"""

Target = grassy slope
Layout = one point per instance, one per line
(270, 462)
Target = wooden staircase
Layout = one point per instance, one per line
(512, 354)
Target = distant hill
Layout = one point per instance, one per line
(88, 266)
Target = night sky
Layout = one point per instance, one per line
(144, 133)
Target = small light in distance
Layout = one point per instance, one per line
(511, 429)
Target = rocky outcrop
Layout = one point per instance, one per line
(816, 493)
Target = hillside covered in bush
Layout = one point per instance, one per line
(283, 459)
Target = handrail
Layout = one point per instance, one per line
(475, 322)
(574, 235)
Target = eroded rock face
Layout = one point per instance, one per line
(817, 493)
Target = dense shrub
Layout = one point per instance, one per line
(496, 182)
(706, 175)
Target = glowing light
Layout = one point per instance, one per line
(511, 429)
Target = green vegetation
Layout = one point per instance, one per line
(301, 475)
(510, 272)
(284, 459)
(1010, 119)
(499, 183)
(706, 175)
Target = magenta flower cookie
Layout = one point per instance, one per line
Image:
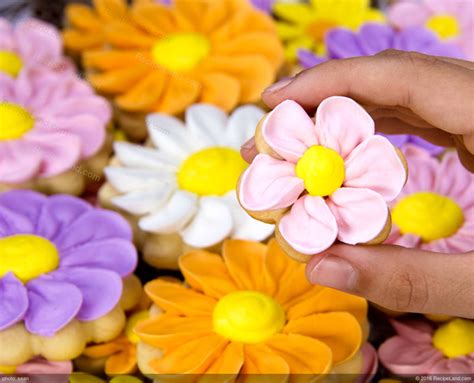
(61, 268)
(51, 121)
(435, 210)
(31, 43)
(323, 181)
(420, 349)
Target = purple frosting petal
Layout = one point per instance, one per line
(58, 213)
(94, 226)
(101, 289)
(13, 223)
(13, 301)
(24, 202)
(374, 38)
(118, 255)
(53, 304)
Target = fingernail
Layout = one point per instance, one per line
(335, 272)
(278, 85)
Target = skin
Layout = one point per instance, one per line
(404, 92)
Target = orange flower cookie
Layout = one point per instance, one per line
(250, 311)
(164, 58)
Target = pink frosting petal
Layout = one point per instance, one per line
(375, 165)
(361, 214)
(269, 184)
(408, 13)
(402, 356)
(59, 152)
(38, 42)
(19, 162)
(309, 227)
(289, 130)
(342, 124)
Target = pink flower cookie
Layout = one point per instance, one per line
(324, 181)
(435, 210)
(51, 122)
(420, 349)
(31, 43)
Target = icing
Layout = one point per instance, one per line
(428, 215)
(181, 52)
(50, 122)
(244, 311)
(197, 173)
(343, 43)
(248, 317)
(75, 271)
(10, 63)
(16, 121)
(356, 171)
(27, 256)
(451, 20)
(455, 338)
(322, 170)
(434, 210)
(445, 26)
(184, 183)
(148, 64)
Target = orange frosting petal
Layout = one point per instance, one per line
(304, 355)
(260, 359)
(244, 261)
(229, 362)
(255, 43)
(125, 35)
(193, 357)
(117, 81)
(339, 330)
(83, 17)
(145, 94)
(114, 59)
(180, 92)
(156, 19)
(327, 300)
(111, 9)
(206, 272)
(123, 362)
(167, 331)
(221, 90)
(177, 299)
(253, 72)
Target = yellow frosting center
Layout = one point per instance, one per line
(181, 52)
(27, 256)
(445, 26)
(322, 170)
(212, 171)
(248, 317)
(455, 338)
(132, 322)
(10, 63)
(16, 121)
(428, 215)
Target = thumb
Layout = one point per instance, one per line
(398, 278)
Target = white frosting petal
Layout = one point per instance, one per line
(145, 201)
(128, 179)
(207, 123)
(142, 157)
(242, 124)
(173, 216)
(246, 227)
(171, 136)
(212, 223)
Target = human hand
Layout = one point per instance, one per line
(406, 93)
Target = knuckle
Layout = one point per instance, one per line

"""

** WHAT THE TASK ASKS **
Please extract exactly, and only, the lines from the line containing "Target = yellow frosting center" through the last line of the records.

** OUTPUT FOR THIS TASK **
Target = yellow frosting center
Layout = one point per instance, one per line
(181, 52)
(27, 256)
(445, 26)
(322, 170)
(212, 171)
(248, 317)
(455, 338)
(132, 322)
(10, 63)
(16, 121)
(428, 215)
Target = thumb
Layout = one point per instance, one per line
(398, 278)
Target = white frosting petal
Layout = one point per instance, one per line
(145, 201)
(128, 179)
(207, 123)
(142, 157)
(242, 124)
(173, 216)
(246, 227)
(171, 136)
(212, 223)
Target = human hand
Layout = one point per instance, one per line
(406, 93)
Target = knuckle
Layout = one point per instance, one per line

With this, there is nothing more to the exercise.